| Exercise |
Your output should consist solely of the lines from the one with "Keypoint placement: for each instance of the coastal" through the end of the records, reproduced exactly, both ends included.

═════ Study material

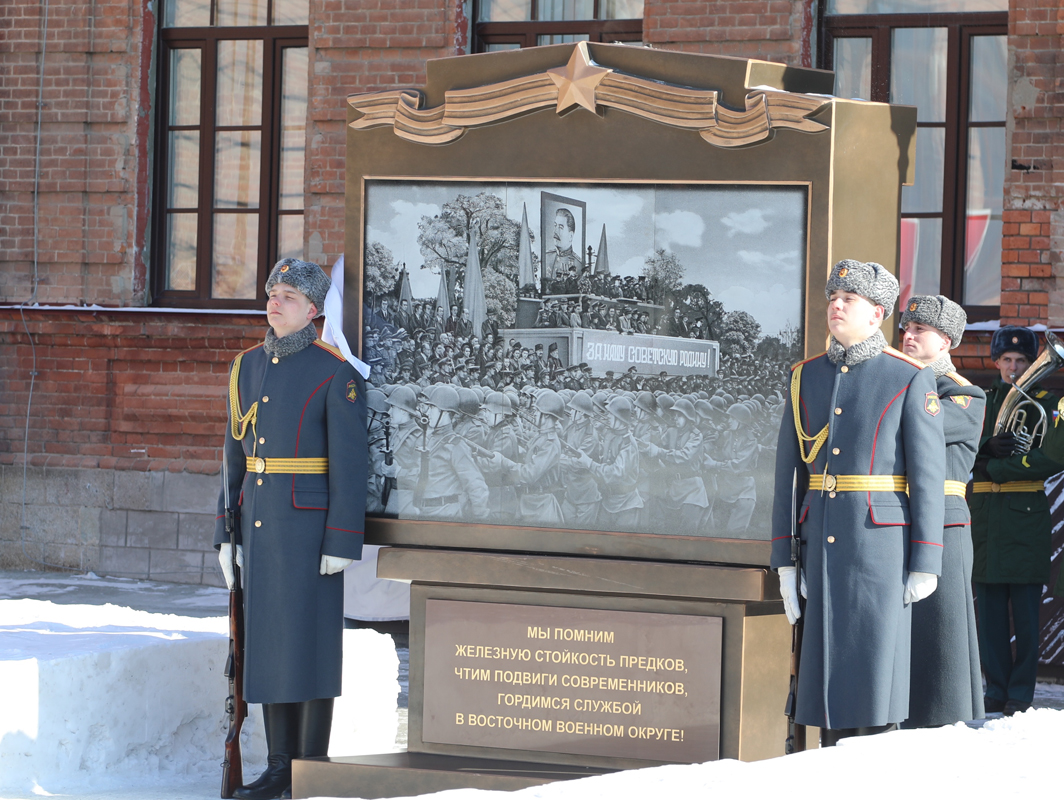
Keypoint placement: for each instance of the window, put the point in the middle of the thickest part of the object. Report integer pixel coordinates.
(508, 25)
(949, 61)
(230, 140)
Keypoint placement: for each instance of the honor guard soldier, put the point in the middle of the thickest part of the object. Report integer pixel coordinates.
(1011, 531)
(862, 443)
(296, 462)
(945, 684)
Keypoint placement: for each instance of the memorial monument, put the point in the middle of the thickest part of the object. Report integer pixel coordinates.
(572, 420)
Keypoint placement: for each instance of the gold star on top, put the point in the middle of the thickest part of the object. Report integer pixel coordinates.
(577, 80)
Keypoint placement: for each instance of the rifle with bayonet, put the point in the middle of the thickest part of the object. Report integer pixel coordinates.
(232, 768)
(796, 733)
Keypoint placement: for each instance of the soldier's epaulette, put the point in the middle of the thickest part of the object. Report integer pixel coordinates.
(805, 361)
(899, 354)
(330, 349)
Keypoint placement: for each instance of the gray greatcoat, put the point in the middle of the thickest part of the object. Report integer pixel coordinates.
(946, 683)
(883, 418)
(310, 404)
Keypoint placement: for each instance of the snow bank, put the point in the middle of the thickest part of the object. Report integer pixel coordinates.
(100, 696)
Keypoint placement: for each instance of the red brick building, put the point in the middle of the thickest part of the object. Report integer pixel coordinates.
(156, 156)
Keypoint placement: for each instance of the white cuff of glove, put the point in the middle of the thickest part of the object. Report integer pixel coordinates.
(919, 585)
(333, 564)
(788, 588)
(226, 560)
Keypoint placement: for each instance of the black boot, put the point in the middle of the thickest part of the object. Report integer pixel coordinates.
(282, 723)
(315, 726)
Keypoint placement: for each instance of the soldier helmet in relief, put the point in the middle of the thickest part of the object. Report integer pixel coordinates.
(1014, 339)
(869, 280)
(304, 276)
(938, 312)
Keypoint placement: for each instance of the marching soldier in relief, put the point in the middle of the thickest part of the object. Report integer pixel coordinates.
(1011, 531)
(862, 438)
(946, 685)
(296, 455)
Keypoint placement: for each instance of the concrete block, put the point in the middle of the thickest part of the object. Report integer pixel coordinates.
(183, 492)
(196, 532)
(154, 529)
(138, 490)
(88, 522)
(176, 566)
(113, 528)
(13, 484)
(79, 486)
(125, 562)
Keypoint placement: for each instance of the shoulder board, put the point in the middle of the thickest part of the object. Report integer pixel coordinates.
(330, 349)
(807, 361)
(902, 356)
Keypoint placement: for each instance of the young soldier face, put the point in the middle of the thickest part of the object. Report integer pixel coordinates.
(852, 318)
(288, 310)
(924, 343)
(1012, 365)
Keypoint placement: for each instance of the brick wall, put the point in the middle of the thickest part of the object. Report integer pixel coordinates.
(94, 147)
(1033, 236)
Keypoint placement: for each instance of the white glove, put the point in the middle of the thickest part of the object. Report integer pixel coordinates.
(919, 585)
(333, 564)
(788, 588)
(226, 560)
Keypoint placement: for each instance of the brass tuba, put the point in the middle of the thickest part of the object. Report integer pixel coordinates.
(1013, 415)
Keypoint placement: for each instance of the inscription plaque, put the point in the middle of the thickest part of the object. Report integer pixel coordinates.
(582, 681)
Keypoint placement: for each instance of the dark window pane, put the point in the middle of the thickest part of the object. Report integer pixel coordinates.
(561, 38)
(988, 68)
(240, 13)
(292, 12)
(185, 86)
(181, 251)
(504, 11)
(853, 68)
(183, 170)
(234, 264)
(620, 9)
(186, 13)
(237, 162)
(925, 195)
(289, 236)
(920, 257)
(293, 126)
(559, 10)
(239, 82)
(914, 6)
(918, 71)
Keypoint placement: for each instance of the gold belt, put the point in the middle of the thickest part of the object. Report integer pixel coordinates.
(956, 487)
(288, 466)
(858, 483)
(982, 487)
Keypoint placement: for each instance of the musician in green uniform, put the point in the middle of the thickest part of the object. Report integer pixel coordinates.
(1011, 531)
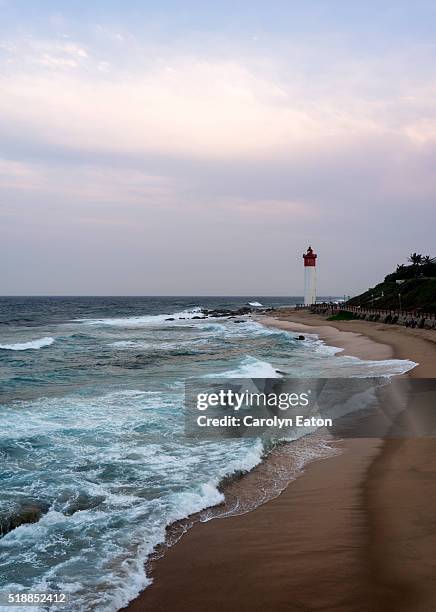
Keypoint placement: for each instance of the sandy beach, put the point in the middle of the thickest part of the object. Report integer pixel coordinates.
(355, 531)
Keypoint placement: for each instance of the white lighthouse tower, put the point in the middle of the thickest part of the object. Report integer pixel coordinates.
(309, 276)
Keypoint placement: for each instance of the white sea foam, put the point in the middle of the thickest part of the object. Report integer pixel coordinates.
(144, 320)
(31, 344)
(250, 367)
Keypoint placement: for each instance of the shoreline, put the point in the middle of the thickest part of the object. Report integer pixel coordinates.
(330, 540)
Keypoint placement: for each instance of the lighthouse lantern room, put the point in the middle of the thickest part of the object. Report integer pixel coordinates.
(309, 276)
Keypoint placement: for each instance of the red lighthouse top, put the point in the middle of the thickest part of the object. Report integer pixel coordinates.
(310, 257)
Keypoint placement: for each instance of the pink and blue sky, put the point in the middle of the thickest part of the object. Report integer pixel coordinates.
(198, 147)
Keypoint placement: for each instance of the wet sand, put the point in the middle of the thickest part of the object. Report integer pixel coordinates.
(354, 532)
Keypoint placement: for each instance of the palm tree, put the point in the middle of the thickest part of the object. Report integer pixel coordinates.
(415, 258)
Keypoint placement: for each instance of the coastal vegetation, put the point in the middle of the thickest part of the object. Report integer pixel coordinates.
(409, 287)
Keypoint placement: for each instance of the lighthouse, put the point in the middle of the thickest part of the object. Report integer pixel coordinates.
(309, 276)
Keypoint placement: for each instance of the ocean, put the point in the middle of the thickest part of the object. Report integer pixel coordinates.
(92, 440)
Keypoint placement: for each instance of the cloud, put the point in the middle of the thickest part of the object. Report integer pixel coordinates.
(211, 107)
(190, 172)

══════════

| Answer section |
Keypoint placement: for each instance of the coastal vegetation, put the point in the middle of the thickest part of the object. Report integer pixel coordinates.
(409, 287)
Keypoint placement: for each instance of the lighthouse, put the point in the middle of the thickest part of the object. Report integer pixel coordinates.
(309, 276)
Keypoint placement: for each instance of the ocean, put the point in the middle of the thickest part of the object. Report integer pixel coordinates.
(92, 440)
Keypoint placement: for each instance of the cloud, put the point in the middle of the thickest part of the object. Report integer pixel coordinates.
(211, 107)
(190, 172)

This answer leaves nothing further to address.